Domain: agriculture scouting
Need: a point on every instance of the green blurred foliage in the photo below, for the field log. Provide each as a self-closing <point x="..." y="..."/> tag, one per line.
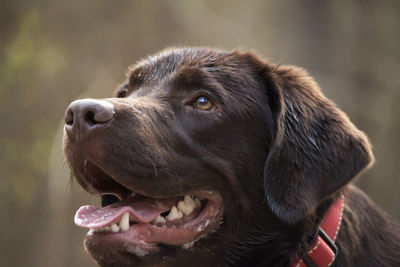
<point x="52" y="52"/>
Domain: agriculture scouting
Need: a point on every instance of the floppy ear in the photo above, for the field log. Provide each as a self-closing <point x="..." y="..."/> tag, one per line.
<point x="316" y="149"/>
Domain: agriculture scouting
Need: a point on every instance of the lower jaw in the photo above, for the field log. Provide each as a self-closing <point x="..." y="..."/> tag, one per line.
<point x="144" y="239"/>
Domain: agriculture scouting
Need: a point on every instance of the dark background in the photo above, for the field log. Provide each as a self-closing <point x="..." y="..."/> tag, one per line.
<point x="52" y="52"/>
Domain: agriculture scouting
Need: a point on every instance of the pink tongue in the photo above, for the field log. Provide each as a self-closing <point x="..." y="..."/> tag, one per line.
<point x="142" y="210"/>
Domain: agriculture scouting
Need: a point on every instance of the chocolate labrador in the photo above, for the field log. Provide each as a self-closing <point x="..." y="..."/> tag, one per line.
<point x="212" y="157"/>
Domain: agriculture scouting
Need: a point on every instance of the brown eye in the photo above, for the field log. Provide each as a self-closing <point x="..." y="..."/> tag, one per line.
<point x="123" y="93"/>
<point x="203" y="103"/>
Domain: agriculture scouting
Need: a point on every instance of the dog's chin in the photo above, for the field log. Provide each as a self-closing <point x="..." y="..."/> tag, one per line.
<point x="135" y="228"/>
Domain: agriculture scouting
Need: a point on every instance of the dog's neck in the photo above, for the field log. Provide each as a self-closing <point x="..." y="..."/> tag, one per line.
<point x="323" y="250"/>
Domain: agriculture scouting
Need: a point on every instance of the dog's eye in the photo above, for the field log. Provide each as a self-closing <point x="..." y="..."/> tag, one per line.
<point x="203" y="103"/>
<point x="123" y="93"/>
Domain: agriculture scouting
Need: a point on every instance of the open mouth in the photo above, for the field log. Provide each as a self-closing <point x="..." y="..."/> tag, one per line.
<point x="143" y="221"/>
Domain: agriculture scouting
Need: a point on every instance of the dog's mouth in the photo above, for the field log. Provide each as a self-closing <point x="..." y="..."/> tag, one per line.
<point x="138" y="223"/>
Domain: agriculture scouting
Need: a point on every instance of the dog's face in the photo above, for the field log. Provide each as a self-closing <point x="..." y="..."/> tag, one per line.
<point x="207" y="156"/>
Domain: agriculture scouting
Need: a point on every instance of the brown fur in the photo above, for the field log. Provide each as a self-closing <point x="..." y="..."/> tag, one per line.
<point x="275" y="147"/>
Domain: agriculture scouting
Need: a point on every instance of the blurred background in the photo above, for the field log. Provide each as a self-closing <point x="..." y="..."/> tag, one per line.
<point x="52" y="52"/>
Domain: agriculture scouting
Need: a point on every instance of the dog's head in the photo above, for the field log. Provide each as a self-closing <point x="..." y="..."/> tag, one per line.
<point x="208" y="156"/>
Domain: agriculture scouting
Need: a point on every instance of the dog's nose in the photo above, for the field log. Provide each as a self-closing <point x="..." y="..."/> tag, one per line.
<point x="86" y="115"/>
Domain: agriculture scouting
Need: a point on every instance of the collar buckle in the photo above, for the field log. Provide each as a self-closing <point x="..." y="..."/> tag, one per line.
<point x="306" y="258"/>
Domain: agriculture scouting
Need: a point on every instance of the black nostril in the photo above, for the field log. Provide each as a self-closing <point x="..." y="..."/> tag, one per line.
<point x="69" y="117"/>
<point x="85" y="115"/>
<point x="89" y="118"/>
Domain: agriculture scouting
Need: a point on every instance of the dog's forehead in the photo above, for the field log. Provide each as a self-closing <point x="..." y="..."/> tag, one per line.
<point x="174" y="63"/>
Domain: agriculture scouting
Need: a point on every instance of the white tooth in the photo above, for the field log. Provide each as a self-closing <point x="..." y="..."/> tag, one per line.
<point x="188" y="245"/>
<point x="124" y="223"/>
<point x="159" y="219"/>
<point x="174" y="214"/>
<point x="185" y="208"/>
<point x="114" y="227"/>
<point x="197" y="202"/>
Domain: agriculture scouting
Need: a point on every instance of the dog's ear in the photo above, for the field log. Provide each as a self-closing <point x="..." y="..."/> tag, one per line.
<point x="315" y="151"/>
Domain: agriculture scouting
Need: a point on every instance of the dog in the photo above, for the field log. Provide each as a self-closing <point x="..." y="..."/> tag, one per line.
<point x="213" y="157"/>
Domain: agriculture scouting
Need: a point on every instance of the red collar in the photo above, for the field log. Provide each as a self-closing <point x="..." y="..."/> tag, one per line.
<point x="323" y="251"/>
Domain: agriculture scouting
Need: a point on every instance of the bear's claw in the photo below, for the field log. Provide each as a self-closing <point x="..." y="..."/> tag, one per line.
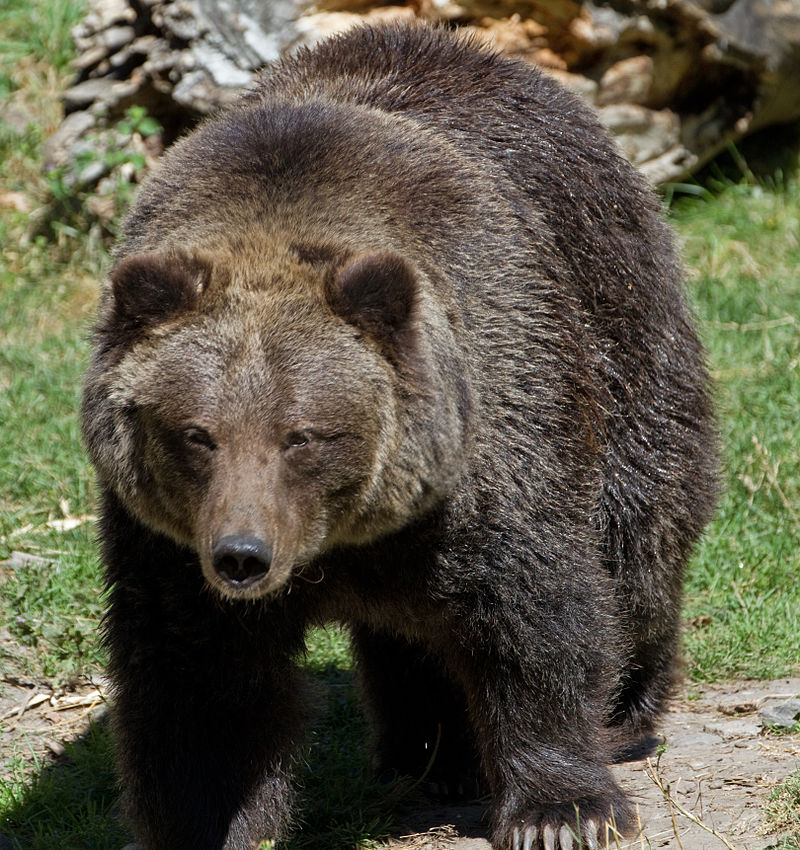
<point x="531" y="838"/>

■ ■ ■ ■

What to do:
Produce an exact copy of each line of data, skipping embedded images.

The completed task:
Domain: agriculture scouting
Need: a point on every instance of the green blurred foliage in the photo below, for the field log. Provide each as a self-closing <point x="..." y="..."/> tag, one per line.
<point x="52" y="52"/>
Domain: agriculture scouting
Need: a point on every instance of the floppy ear in the photo above, for the field log. Provide each as a self-closing <point x="..." y="..."/> tag, one per line.
<point x="316" y="149"/>
Domain: agriculture scouting
Need: a point on every instance of the lower jaw in the photo above, for the field log. Provide each as a self-closing <point x="..." y="..."/> tag, one per line.
<point x="144" y="239"/>
Domain: agriculture scouting
Need: a point on every instance of the dark background in the photo above, for the field log. Provide each as a self-closing <point x="..." y="..."/> tag, one per line.
<point x="52" y="52"/>
Domain: agriculture scouting
Need: a point on every instance of the pink tongue in the photo above, for the field log. Provide each as a self-closing <point x="..." y="..."/> tag, one per line.
<point x="142" y="210"/>
Domain: agriculture scouting
Need: a point on every instance of the chocolate labrador in the photo above, for the field log. Provide each as a self-closing <point x="..." y="..."/> tag, one per line.
<point x="212" y="157"/>
Domain: agriculture scouting
Need: a point on every instance of the brown eye in the photo above, for the field log. Provide each as a self-closing <point x="..." y="..."/> tag, one per line.
<point x="123" y="93"/>
<point x="203" y="103"/>
Domain: agriculture scouting
Need: a point on every instance of the dog's chin in the photo above, for the field log. Provide each as a self-closing <point x="..." y="..."/> tag, one per line.
<point x="135" y="228"/>
Domain: agriculture scouting
Need: a point on every instance of the dog's neck in the photo above, for the field log. Provide each as a self-closing <point x="..." y="..."/> tag, one per line.
<point x="323" y="250"/>
Domain: agriculture scouting
Need: a point on every instance of the dog's eye in the photo above, for the field log. Provide each as a self-closing <point x="..." y="..."/> tag, one per line.
<point x="203" y="103"/>
<point x="123" y="93"/>
Domain: agriculture scouting
Need: a point on every instance of the open mouth in the photo above, for the field log. Provide each as a self-closing <point x="..." y="..."/> tag, one per line.
<point x="143" y="221"/>
Domain: agriculture scouting
Need: a point on every instance of the dog's mouth in the photo above, for the field log. Provide each as a self-closing <point x="..." y="..."/> tag, one per line.
<point x="138" y="223"/>
Domain: agriculture scouting
Need: a point on every instance of the dog's face in the photo above, for the field log. Provide each as a self-closing <point x="..." y="..."/> tag, one per line.
<point x="207" y="156"/>
Domain: agriculture scouting
Need: a point on every instance of the brown fur in the photo above, for the field log. Provide each as a self-closing <point x="..." y="..."/> tag, one per line.
<point x="275" y="147"/>
Domain: agriculture scouting
Need: a point on every instance of the blurred background in the photo above, for the field log. Provide each as a self-closing <point x="..." y="..."/> tag, one per line.
<point x="52" y="52"/>
Domain: agriculture scouting
Need: a point on every instance of the dog's head in the photo above, for the field log. Provide each as a self-closing <point x="..." y="..."/> tag, one per line.
<point x="208" y="156"/>
Domain: agriculture scouting
Need: a point on every instance of the dog's nose in the photo above, for the field log. Provide each as a self-closing <point x="..." y="..."/> tag, one per line.
<point x="86" y="115"/>
Domain: agriculture scouting
Need: a point on every instance of the collar buckle in the photo above, for the field log. Provide each as a self-closing <point x="..." y="..."/> tag, one per line.
<point x="306" y="258"/>
Domain: agriculture scouting
Need: a point on every instance of the black nostril in the photo above, for the field log. Provide each as a self-closing <point x="..." y="..."/> tag, one per line.
<point x="69" y="117"/>
<point x="85" y="115"/>
<point x="89" y="118"/>
Domain: agriculture scouting
Need: a point on every instance of the dog's forehead in the photo above, for the field log. Provide each as a self-closing <point x="..." y="..."/> tag, one per line.
<point x="174" y="63"/>
Domain: agriculture scouting
Need: a point on every instance of the white tooth in the photo above, for the field log. Provide each as a self-closing <point x="..." y="..."/> tag, one per line.
<point x="188" y="245"/>
<point x="124" y="223"/>
<point x="159" y="219"/>
<point x="174" y="214"/>
<point x="185" y="208"/>
<point x="114" y="227"/>
<point x="197" y="202"/>
Domain: agriculture scouting
Need: a point on every instance of the dog's ear in the photo above, for the field log. Provide each as a self-closing <point x="..." y="..."/> tag, one per line.
<point x="315" y="151"/>
Domain: agriculture scouting
Need: a point on every instance of the dog in the photo above, for the field log. Provide each as a self-closing <point x="..." y="..."/> tag, one per line.
<point x="213" y="157"/>
Domain: agriculture scouting
Need: a point on every instance of the red collar in the photo above, for the field log. Provide each as a self-closing <point x="..." y="..."/> tag, one per line.
<point x="323" y="251"/>
Domain: agriculture scouting
Need: a point on every instance of the bear's claw in the photo below, for the field log. Provide each as a self-closing <point x="..." y="..."/> tag, one per line.
<point x="531" y="838"/>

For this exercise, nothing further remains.